# [EXERCISE AIM]
Rewrite the rows from the start through the line that contains "top-left (151, 223), bottom-right (180, 250)", both ends included, with the requests kept and -112 added to every coordinate in the answers. Leave the pictures out.

(Excerpts from a detection dataset)

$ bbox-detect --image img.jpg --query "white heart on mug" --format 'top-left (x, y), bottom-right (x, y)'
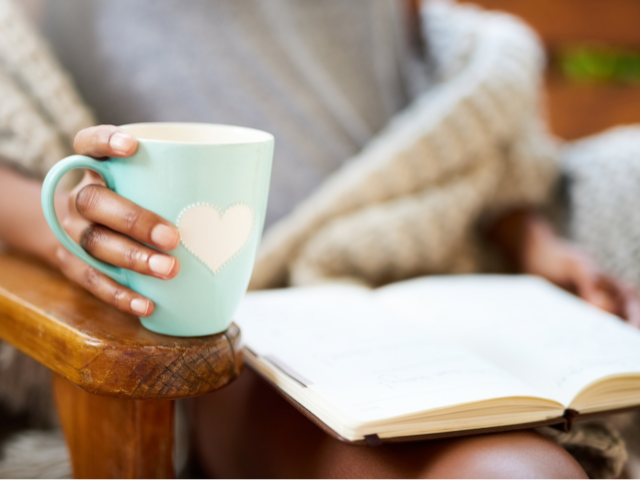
top-left (178, 203), bottom-right (253, 274)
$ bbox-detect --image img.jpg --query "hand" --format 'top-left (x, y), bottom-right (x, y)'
top-left (487, 209), bottom-right (640, 328)
top-left (522, 232), bottom-right (640, 328)
top-left (52, 125), bottom-right (180, 317)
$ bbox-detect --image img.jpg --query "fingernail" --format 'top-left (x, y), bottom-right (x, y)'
top-left (109, 132), bottom-right (136, 155)
top-left (149, 255), bottom-right (176, 277)
top-left (131, 298), bottom-right (149, 317)
top-left (151, 223), bottom-right (180, 250)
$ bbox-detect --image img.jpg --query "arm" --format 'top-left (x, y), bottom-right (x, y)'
top-left (0, 125), bottom-right (180, 317)
top-left (487, 209), bottom-right (640, 327)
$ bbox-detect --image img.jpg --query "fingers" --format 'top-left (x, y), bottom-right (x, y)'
top-left (79, 224), bottom-right (180, 280)
top-left (573, 259), bottom-right (616, 314)
top-left (602, 275), bottom-right (640, 328)
top-left (57, 247), bottom-right (153, 317)
top-left (76, 185), bottom-right (180, 250)
top-left (73, 125), bottom-right (138, 158)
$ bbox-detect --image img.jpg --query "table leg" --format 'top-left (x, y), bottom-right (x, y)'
top-left (53, 374), bottom-right (175, 478)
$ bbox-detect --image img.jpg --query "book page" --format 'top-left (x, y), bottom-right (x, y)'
top-left (235, 286), bottom-right (561, 422)
top-left (377, 275), bottom-right (640, 406)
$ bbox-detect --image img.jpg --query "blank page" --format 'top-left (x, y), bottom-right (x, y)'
top-left (376, 275), bottom-right (640, 406)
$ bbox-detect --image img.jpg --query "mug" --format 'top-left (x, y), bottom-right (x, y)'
top-left (42, 123), bottom-right (274, 336)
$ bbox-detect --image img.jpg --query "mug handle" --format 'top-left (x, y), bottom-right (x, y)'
top-left (42, 155), bottom-right (128, 286)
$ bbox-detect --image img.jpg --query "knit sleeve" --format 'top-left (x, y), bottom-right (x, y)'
top-left (0, 0), bottom-right (95, 177)
top-left (251, 0), bottom-right (558, 288)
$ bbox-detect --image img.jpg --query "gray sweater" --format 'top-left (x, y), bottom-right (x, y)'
top-left (38, 0), bottom-right (415, 225)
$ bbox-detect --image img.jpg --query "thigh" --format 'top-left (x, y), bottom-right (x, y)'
top-left (191, 369), bottom-right (584, 478)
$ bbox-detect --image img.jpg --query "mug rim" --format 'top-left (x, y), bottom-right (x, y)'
top-left (120, 122), bottom-right (274, 145)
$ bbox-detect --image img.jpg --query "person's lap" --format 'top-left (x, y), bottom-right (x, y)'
top-left (190, 368), bottom-right (586, 478)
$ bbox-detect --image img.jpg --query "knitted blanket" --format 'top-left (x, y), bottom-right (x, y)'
top-left (251, 1), bottom-right (558, 289)
top-left (0, 0), bottom-right (625, 478)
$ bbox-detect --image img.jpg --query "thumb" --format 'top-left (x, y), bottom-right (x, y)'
top-left (574, 262), bottom-right (615, 313)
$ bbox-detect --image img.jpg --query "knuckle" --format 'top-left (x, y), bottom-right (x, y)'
top-left (82, 267), bottom-right (100, 292)
top-left (124, 248), bottom-right (145, 270)
top-left (122, 209), bottom-right (142, 232)
top-left (111, 287), bottom-right (129, 308)
top-left (80, 225), bottom-right (105, 252)
top-left (76, 185), bottom-right (101, 215)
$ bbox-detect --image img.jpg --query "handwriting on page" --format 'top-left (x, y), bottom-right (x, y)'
top-left (379, 276), bottom-right (640, 405)
top-left (237, 289), bottom-right (539, 421)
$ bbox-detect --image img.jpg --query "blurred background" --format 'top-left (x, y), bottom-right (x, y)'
top-left (461, 0), bottom-right (640, 139)
top-left (19, 0), bottom-right (640, 139)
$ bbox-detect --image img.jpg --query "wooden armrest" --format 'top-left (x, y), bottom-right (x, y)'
top-left (0, 252), bottom-right (242, 400)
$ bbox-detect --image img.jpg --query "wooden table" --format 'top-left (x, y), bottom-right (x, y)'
top-left (0, 252), bottom-right (242, 478)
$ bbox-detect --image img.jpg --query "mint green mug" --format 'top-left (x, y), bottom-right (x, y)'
top-left (42, 123), bottom-right (274, 336)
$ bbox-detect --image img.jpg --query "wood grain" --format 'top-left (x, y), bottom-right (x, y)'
top-left (0, 253), bottom-right (242, 399)
top-left (53, 375), bottom-right (175, 478)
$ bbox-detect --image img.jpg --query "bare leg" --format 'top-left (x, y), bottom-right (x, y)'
top-left (191, 368), bottom-right (586, 478)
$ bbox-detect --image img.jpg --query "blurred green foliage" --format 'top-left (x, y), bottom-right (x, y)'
top-left (558, 45), bottom-right (640, 84)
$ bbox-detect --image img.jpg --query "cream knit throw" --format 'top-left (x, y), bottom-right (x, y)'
top-left (0, 0), bottom-right (95, 177)
top-left (251, 0), bottom-right (558, 289)
top-left (0, 0), bottom-right (631, 478)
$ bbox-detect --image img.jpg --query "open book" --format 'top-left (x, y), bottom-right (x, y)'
top-left (236, 275), bottom-right (640, 444)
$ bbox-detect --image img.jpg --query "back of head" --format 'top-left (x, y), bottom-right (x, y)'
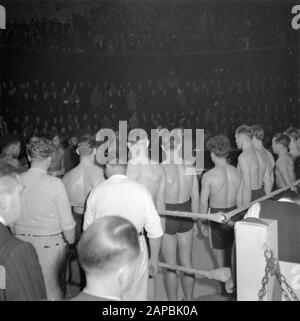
top-left (207, 135), bottom-right (231, 158)
top-left (284, 127), bottom-right (299, 140)
top-left (26, 137), bottom-right (55, 160)
top-left (78, 216), bottom-right (140, 274)
top-left (273, 133), bottom-right (291, 149)
top-left (235, 125), bottom-right (253, 139)
top-left (251, 125), bottom-right (265, 141)
top-left (77, 136), bottom-right (96, 156)
top-left (0, 134), bottom-right (20, 153)
top-left (105, 151), bottom-right (127, 177)
top-left (160, 128), bottom-right (183, 151)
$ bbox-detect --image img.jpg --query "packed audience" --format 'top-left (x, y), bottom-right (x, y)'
top-left (0, 1), bottom-right (298, 54)
top-left (0, 69), bottom-right (299, 149)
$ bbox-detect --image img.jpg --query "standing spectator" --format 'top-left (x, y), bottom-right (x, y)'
top-left (15, 137), bottom-right (75, 300)
top-left (0, 164), bottom-right (46, 301)
top-left (83, 159), bottom-right (163, 300)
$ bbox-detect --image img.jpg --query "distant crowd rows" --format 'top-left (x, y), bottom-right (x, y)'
top-left (0, 1), bottom-right (298, 54)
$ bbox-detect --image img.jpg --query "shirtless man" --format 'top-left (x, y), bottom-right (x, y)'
top-left (63, 136), bottom-right (105, 242)
top-left (235, 125), bottom-right (271, 207)
top-left (127, 129), bottom-right (166, 300)
top-left (272, 134), bottom-right (296, 188)
top-left (284, 127), bottom-right (300, 159)
top-left (48, 134), bottom-right (65, 178)
top-left (251, 125), bottom-right (275, 194)
top-left (198, 135), bottom-right (241, 268)
top-left (162, 130), bottom-right (199, 301)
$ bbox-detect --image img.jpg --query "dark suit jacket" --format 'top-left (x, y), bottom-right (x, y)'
top-left (0, 223), bottom-right (47, 301)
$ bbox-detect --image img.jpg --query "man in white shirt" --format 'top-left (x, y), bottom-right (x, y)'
top-left (83, 159), bottom-right (163, 301)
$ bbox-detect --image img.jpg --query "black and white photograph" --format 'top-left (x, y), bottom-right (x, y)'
top-left (0, 0), bottom-right (300, 306)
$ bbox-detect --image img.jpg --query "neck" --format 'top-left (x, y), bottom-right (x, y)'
top-left (165, 150), bottom-right (182, 164)
top-left (31, 161), bottom-right (48, 172)
top-left (80, 156), bottom-right (93, 165)
top-left (131, 148), bottom-right (149, 162)
top-left (215, 157), bottom-right (228, 167)
top-left (278, 149), bottom-right (288, 157)
top-left (253, 140), bottom-right (264, 150)
top-left (243, 141), bottom-right (253, 151)
top-left (84, 274), bottom-right (123, 301)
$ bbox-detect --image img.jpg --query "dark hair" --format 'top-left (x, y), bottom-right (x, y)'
top-left (26, 137), bottom-right (54, 159)
top-left (0, 161), bottom-right (20, 193)
top-left (251, 125), bottom-right (265, 140)
top-left (235, 125), bottom-right (253, 139)
top-left (273, 133), bottom-right (291, 148)
top-left (78, 135), bottom-right (96, 156)
top-left (0, 161), bottom-right (19, 179)
top-left (206, 135), bottom-right (231, 157)
top-left (284, 127), bottom-right (299, 140)
top-left (0, 134), bottom-right (20, 151)
top-left (78, 216), bottom-right (140, 271)
top-left (278, 190), bottom-right (300, 202)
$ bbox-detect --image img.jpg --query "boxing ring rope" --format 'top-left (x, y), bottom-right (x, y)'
top-left (158, 180), bottom-right (300, 283)
top-left (158, 262), bottom-right (231, 283)
top-left (160, 179), bottom-right (300, 224)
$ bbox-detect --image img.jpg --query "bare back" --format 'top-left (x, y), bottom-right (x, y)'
top-left (127, 161), bottom-right (165, 205)
top-left (63, 164), bottom-right (105, 206)
top-left (238, 148), bottom-right (267, 190)
top-left (162, 163), bottom-right (194, 204)
top-left (275, 154), bottom-right (296, 187)
top-left (205, 164), bottom-right (241, 208)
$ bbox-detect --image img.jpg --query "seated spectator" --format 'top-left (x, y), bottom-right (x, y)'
top-left (0, 164), bottom-right (46, 301)
top-left (15, 137), bottom-right (75, 300)
top-left (73, 216), bottom-right (140, 301)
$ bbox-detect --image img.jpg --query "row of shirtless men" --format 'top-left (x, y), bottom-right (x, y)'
top-left (59, 125), bottom-right (296, 300)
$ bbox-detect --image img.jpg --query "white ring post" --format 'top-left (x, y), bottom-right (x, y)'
top-left (235, 219), bottom-right (278, 301)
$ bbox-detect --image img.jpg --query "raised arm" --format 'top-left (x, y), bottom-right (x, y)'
top-left (238, 155), bottom-right (251, 206)
top-left (197, 173), bottom-right (210, 236)
top-left (55, 179), bottom-right (75, 244)
top-left (155, 167), bottom-right (167, 230)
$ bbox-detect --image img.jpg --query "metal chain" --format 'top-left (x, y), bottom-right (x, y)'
top-left (258, 248), bottom-right (299, 301)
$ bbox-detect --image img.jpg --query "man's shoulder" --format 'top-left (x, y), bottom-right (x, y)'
top-left (71, 291), bottom-right (113, 301)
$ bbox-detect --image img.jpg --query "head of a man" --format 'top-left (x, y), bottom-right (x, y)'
top-left (272, 133), bottom-right (291, 154)
top-left (251, 125), bottom-right (265, 145)
top-left (78, 216), bottom-right (140, 292)
top-left (0, 163), bottom-right (23, 225)
top-left (127, 128), bottom-right (149, 159)
top-left (105, 151), bottom-right (127, 178)
top-left (77, 136), bottom-right (97, 159)
top-left (160, 128), bottom-right (183, 153)
top-left (1, 134), bottom-right (21, 158)
top-left (206, 135), bottom-right (231, 163)
top-left (235, 125), bottom-right (253, 149)
top-left (26, 137), bottom-right (55, 169)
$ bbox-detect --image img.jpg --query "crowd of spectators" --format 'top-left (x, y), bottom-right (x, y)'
top-left (0, 70), bottom-right (299, 150)
top-left (0, 0), bottom-right (298, 54)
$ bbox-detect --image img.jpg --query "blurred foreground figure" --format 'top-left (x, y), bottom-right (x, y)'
top-left (0, 164), bottom-right (46, 301)
top-left (83, 158), bottom-right (163, 301)
top-left (15, 137), bottom-right (75, 300)
top-left (72, 216), bottom-right (140, 301)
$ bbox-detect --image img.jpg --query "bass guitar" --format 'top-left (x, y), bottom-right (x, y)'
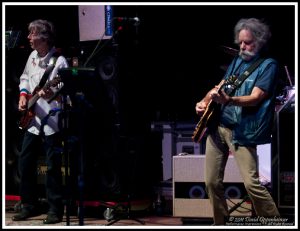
top-left (18, 76), bottom-right (61, 129)
top-left (192, 75), bottom-right (236, 143)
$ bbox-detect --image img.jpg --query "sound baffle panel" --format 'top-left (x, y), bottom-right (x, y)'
top-left (173, 155), bottom-right (251, 218)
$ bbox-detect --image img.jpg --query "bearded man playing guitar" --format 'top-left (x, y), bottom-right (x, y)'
top-left (12, 20), bottom-right (68, 224)
top-left (194, 18), bottom-right (279, 225)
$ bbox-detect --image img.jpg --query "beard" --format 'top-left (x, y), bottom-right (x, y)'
top-left (239, 50), bottom-right (256, 61)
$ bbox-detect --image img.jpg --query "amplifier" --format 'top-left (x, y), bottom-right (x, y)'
top-left (173, 155), bottom-right (252, 218)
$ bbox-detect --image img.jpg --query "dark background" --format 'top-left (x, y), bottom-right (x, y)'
top-left (5, 5), bottom-right (295, 202)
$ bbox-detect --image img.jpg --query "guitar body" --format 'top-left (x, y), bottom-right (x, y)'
top-left (192, 101), bottom-right (216, 143)
top-left (192, 75), bottom-right (236, 143)
top-left (18, 76), bottom-right (61, 129)
top-left (18, 109), bottom-right (35, 129)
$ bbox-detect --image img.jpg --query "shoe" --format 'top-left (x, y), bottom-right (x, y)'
top-left (43, 213), bottom-right (62, 224)
top-left (12, 209), bottom-right (39, 221)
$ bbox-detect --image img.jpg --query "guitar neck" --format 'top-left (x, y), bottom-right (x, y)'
top-left (27, 94), bottom-right (40, 110)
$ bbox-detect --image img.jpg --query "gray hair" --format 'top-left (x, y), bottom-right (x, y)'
top-left (234, 18), bottom-right (271, 50)
top-left (28, 19), bottom-right (55, 46)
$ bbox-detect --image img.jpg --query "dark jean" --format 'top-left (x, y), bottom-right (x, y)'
top-left (19, 131), bottom-right (64, 216)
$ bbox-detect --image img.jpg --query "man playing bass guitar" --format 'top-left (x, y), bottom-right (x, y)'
top-left (12, 20), bottom-right (68, 224)
top-left (195, 18), bottom-right (279, 225)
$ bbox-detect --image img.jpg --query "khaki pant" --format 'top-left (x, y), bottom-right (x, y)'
top-left (205, 127), bottom-right (279, 225)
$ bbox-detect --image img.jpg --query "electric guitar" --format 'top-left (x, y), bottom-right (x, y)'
top-left (18, 76), bottom-right (61, 129)
top-left (192, 75), bottom-right (236, 143)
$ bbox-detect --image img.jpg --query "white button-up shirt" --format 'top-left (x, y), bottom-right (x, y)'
top-left (19, 47), bottom-right (68, 136)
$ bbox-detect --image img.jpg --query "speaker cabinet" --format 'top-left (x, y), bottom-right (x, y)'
top-left (173, 155), bottom-right (251, 218)
top-left (272, 95), bottom-right (297, 210)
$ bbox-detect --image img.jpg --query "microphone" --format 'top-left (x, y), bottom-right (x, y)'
top-left (113, 17), bottom-right (140, 26)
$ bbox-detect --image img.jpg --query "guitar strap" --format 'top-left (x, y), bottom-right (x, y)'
top-left (38, 52), bottom-right (59, 88)
top-left (233, 58), bottom-right (265, 90)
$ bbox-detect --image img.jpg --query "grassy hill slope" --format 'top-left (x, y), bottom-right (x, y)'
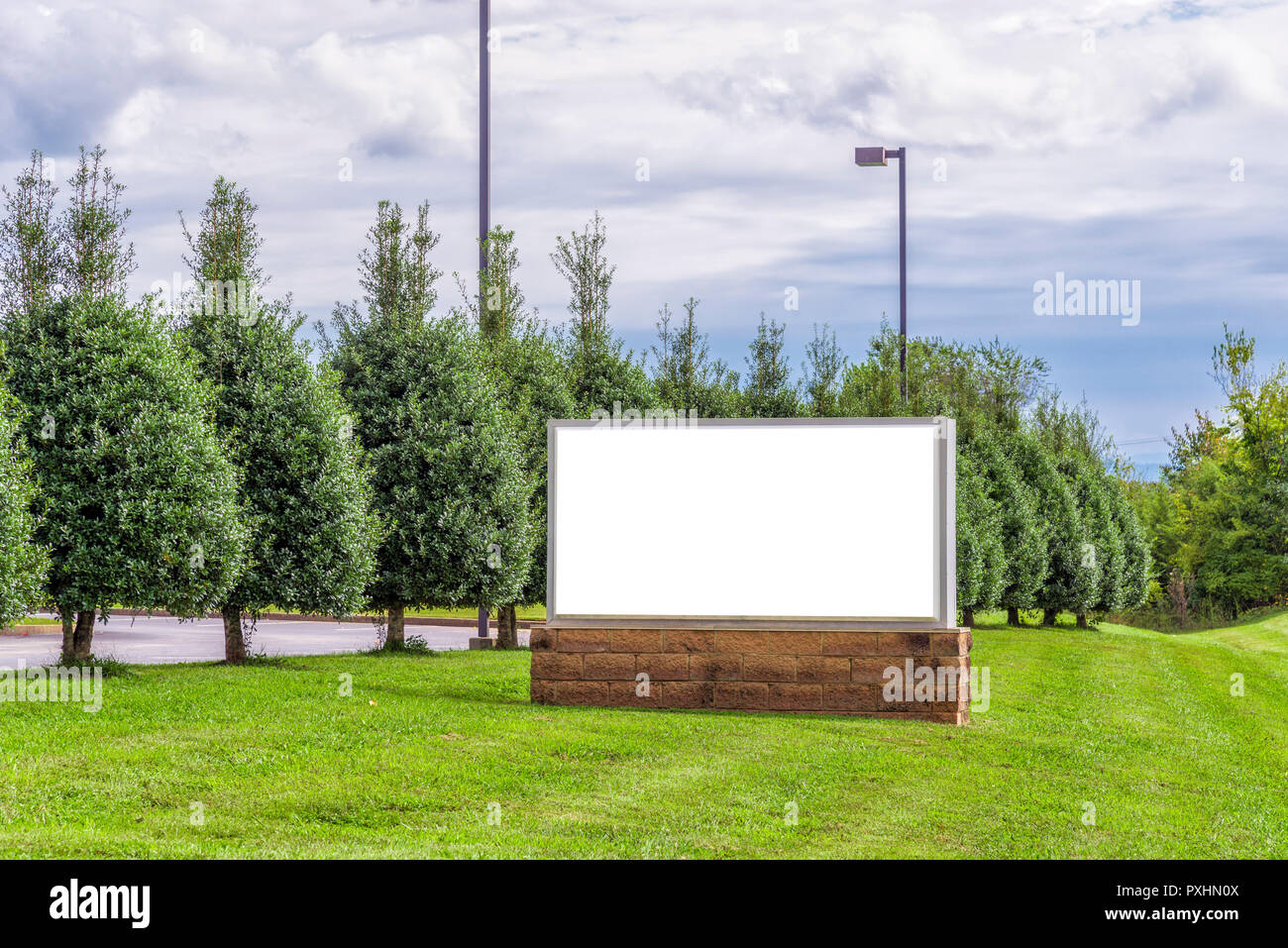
top-left (0, 612), bottom-right (1288, 858)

# [EXERCISE RESULT]
$ bbox-detect --image img.jpg --query "white heart on mug" --format 'top-left (x, y), bottom-right (x, y)'
top-left (66, 91), bottom-right (141, 162)
$ bbox-detect --image img.jpg --query "hand" --format 'top-left (x, y), bottom-right (x, y)'
top-left (375, 97), bottom-right (528, 216)
top-left (410, 120), bottom-right (528, 216)
top-left (-60, 13), bottom-right (68, 205)
$ bbox-detect --image img.jpg --query "fingernail" --format 'top-left (x, y), bottom-right (x, y)'
top-left (-3, 20), bottom-right (24, 43)
top-left (37, 143), bottom-right (64, 165)
top-left (19, 186), bottom-right (37, 205)
top-left (39, 111), bottom-right (68, 138)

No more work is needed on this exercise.